TASK OBJECTIVE -
Please print exactly the lines running from the one that contains "of the award" to the end of the data, with both lines included.

Region pointing data:
[Start of Attachment]

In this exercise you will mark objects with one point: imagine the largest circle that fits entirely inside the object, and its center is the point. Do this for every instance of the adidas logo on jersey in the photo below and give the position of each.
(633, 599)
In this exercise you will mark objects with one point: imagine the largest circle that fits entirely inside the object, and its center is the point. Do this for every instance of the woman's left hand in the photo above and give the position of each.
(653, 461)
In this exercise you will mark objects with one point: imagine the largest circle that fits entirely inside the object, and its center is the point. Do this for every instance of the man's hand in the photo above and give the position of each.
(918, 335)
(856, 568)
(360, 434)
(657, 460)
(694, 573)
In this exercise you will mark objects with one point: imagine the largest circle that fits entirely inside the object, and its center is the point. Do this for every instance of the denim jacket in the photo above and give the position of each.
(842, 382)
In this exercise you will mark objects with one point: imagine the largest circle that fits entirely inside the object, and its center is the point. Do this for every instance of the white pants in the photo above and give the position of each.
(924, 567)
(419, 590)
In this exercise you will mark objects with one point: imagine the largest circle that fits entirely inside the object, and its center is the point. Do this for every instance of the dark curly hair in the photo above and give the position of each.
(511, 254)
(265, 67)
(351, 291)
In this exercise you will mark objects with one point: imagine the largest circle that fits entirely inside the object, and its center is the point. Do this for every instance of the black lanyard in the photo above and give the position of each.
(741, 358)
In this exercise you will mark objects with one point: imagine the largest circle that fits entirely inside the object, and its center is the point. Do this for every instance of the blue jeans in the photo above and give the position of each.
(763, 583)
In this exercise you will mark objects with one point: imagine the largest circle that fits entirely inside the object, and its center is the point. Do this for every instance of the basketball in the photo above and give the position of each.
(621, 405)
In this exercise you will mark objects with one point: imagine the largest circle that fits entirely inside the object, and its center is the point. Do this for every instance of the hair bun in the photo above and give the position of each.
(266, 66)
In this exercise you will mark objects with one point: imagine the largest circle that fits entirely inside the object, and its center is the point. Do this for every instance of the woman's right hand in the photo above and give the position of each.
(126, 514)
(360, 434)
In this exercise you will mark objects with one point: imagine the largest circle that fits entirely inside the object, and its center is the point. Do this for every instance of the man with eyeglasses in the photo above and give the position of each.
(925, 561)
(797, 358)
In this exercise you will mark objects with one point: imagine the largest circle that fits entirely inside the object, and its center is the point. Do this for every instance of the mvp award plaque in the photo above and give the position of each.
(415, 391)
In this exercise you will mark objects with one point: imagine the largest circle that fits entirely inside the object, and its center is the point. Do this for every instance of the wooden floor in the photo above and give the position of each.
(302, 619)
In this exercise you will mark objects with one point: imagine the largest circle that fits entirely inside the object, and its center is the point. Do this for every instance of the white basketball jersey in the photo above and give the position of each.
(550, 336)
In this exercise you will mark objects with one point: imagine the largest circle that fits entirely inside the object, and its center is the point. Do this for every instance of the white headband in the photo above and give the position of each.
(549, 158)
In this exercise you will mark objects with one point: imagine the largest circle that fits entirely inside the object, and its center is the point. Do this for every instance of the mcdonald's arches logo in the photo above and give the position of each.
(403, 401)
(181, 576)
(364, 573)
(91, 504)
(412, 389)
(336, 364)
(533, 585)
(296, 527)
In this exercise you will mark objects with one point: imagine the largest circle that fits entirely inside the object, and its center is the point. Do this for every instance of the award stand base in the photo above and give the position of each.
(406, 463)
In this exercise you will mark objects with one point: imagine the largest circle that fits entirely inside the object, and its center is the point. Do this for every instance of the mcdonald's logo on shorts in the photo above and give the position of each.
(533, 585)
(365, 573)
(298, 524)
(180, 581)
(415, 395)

[End of Attachment]

YOUR SOLUTION -
In this exercise you will mark objects with one point: imagine the largest circle that fits entirely inside the object, and its center is the point. Do this for every instance of the award stand base in the photo above and give the position of each.
(406, 463)
In this exercise you will mark objects with one point: imagine the largest circle that fits entirely inside the object, and its center is the point. Do this for every instance of the mcdonald's logo on shorts in the photo above and give the position of each.
(533, 585)
(365, 573)
(298, 524)
(180, 581)
(415, 395)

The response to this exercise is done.